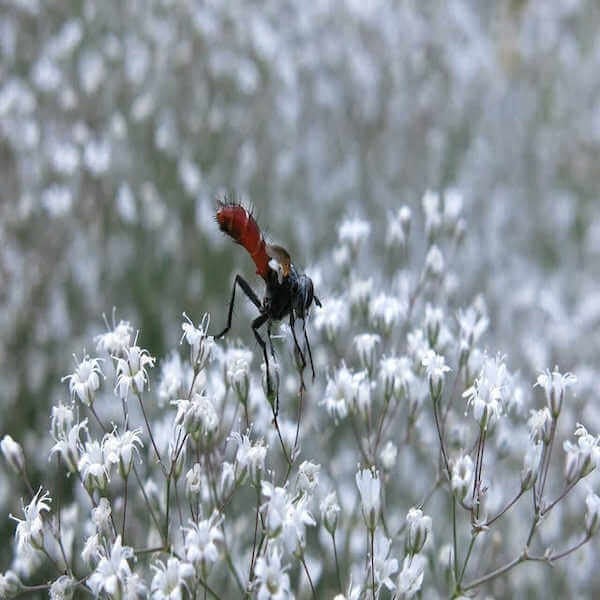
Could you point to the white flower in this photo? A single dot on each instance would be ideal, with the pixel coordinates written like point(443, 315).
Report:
point(198, 415)
point(13, 453)
point(330, 510)
point(200, 342)
point(531, 464)
point(410, 579)
point(201, 541)
point(112, 570)
point(487, 392)
point(250, 458)
point(384, 566)
point(417, 530)
point(131, 371)
point(170, 579)
point(30, 530)
point(271, 578)
point(435, 368)
point(540, 425)
point(308, 477)
point(116, 341)
point(84, 382)
point(554, 385)
point(369, 486)
point(396, 375)
point(365, 344)
point(592, 515)
point(462, 475)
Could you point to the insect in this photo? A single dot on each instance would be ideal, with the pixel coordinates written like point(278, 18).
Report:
point(288, 293)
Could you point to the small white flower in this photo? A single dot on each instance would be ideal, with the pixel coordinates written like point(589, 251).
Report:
point(131, 371)
point(170, 579)
point(30, 530)
point(410, 579)
point(271, 580)
point(84, 382)
point(369, 486)
point(554, 385)
point(13, 453)
point(417, 531)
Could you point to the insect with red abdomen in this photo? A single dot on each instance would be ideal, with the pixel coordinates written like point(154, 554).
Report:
point(288, 292)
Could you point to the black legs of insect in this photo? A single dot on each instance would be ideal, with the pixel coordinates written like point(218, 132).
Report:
point(249, 292)
point(256, 325)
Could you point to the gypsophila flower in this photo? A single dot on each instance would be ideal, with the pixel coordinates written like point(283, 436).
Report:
point(308, 477)
point(365, 344)
point(120, 449)
point(13, 453)
point(63, 588)
point(112, 570)
point(84, 382)
point(171, 579)
point(592, 514)
point(418, 528)
point(116, 341)
point(131, 371)
point(30, 529)
point(249, 458)
point(271, 580)
point(200, 342)
point(531, 465)
point(584, 457)
point(197, 415)
point(388, 455)
point(201, 540)
point(369, 486)
point(396, 375)
point(435, 368)
point(462, 475)
point(411, 576)
point(554, 385)
point(383, 566)
point(486, 394)
point(540, 425)
point(330, 510)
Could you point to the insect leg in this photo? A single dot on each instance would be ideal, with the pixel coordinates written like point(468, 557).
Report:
point(297, 346)
point(239, 280)
point(312, 367)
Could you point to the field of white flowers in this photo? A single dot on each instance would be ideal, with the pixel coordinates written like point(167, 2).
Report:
point(433, 167)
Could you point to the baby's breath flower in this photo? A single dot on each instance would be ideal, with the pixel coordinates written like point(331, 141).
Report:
point(369, 486)
point(435, 368)
point(330, 510)
point(271, 580)
point(411, 576)
point(84, 382)
point(417, 531)
point(554, 385)
point(462, 475)
point(116, 341)
point(201, 541)
point(170, 579)
point(131, 371)
point(30, 530)
point(112, 570)
point(531, 465)
point(592, 515)
point(199, 341)
point(13, 453)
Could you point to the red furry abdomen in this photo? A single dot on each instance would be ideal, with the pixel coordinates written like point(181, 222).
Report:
point(238, 223)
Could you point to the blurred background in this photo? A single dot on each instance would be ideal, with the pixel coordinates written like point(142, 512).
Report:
point(120, 122)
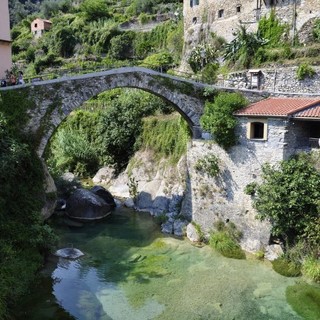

—————

■ **PROBLEM TO WORK ON**
Would you repeat the listing word for word and skip every picture?

■ **EXERCISE RESULT**
Could you point to the white flower in this photo? A single dot on each instance would be ideal, with the pixel coordinates written like point(443, 315).
Report:
point(198, 415)
point(13, 453)
point(330, 510)
point(200, 342)
point(531, 464)
point(410, 579)
point(201, 541)
point(112, 570)
point(487, 392)
point(250, 458)
point(384, 566)
point(417, 530)
point(131, 371)
point(170, 579)
point(30, 530)
point(271, 578)
point(435, 368)
point(540, 425)
point(308, 477)
point(116, 341)
point(84, 382)
point(554, 385)
point(369, 486)
point(396, 375)
point(365, 344)
point(592, 515)
point(462, 475)
Could you point to the insect in this photo? A single dot on each instance would be ideal, with the pixel coordinates written like point(278, 18).
Report:
point(288, 293)
Could you point to the small white flower in this photo? A single dot on each instance would be ideal, with the pixel coordinates written like point(589, 251).
Report:
point(131, 371)
point(170, 579)
point(30, 530)
point(410, 579)
point(271, 580)
point(84, 382)
point(369, 486)
point(554, 385)
point(13, 453)
point(417, 531)
Could you point to the insect with red abdomen in this photo? A single dot on each instance would be ideal, with the pixel coordinates written like point(154, 554).
Report:
point(288, 292)
Could you point to the black legs of insect in this photo? A single dot on each instance would be ideal, with the pixel coordinates written like point(218, 132).
Report:
point(249, 292)
point(256, 325)
Could you point to the gypsophila flower in this photo? A single dot on each instance would be ideal, with the pixel coordinates written like point(283, 436).
Report:
point(308, 477)
point(365, 344)
point(120, 449)
point(13, 453)
point(63, 588)
point(112, 570)
point(84, 382)
point(171, 579)
point(592, 514)
point(418, 528)
point(116, 341)
point(131, 371)
point(30, 529)
point(249, 458)
point(271, 580)
point(200, 342)
point(531, 465)
point(584, 457)
point(197, 415)
point(388, 455)
point(201, 540)
point(369, 486)
point(396, 375)
point(435, 368)
point(462, 475)
point(411, 576)
point(554, 385)
point(383, 566)
point(486, 394)
point(540, 425)
point(330, 510)
Could you point to the insect leg in this photo? A single dot on each instance would be ideal, with the pixel coordinates written like point(468, 557).
Report:
point(297, 346)
point(239, 280)
point(312, 367)
Could you point to the field of white flowers in this photo? A single dot on each instance would be ideal, with the pixel coordinates written like point(167, 2).
Report:
point(433, 167)
Could you point to the baby's breath flower in this photo? A single dot on each instance would be ideal, with the pixel coordinates written like point(331, 141).
Report:
point(369, 486)
point(435, 368)
point(330, 510)
point(271, 580)
point(411, 576)
point(84, 382)
point(417, 531)
point(554, 385)
point(462, 475)
point(116, 341)
point(201, 541)
point(170, 579)
point(131, 371)
point(30, 530)
point(112, 570)
point(531, 465)
point(592, 515)
point(199, 341)
point(13, 453)
Could you point to the red furry abdomen in this photo? A single dot on each instance would be ideal, with the pixel coordinates written like point(181, 222).
Report:
point(238, 223)
Could you point to the blurred background in this photo? A single dot on each instance would be ideal, with the pixel coordinates written like point(142, 512).
Report:
point(120, 122)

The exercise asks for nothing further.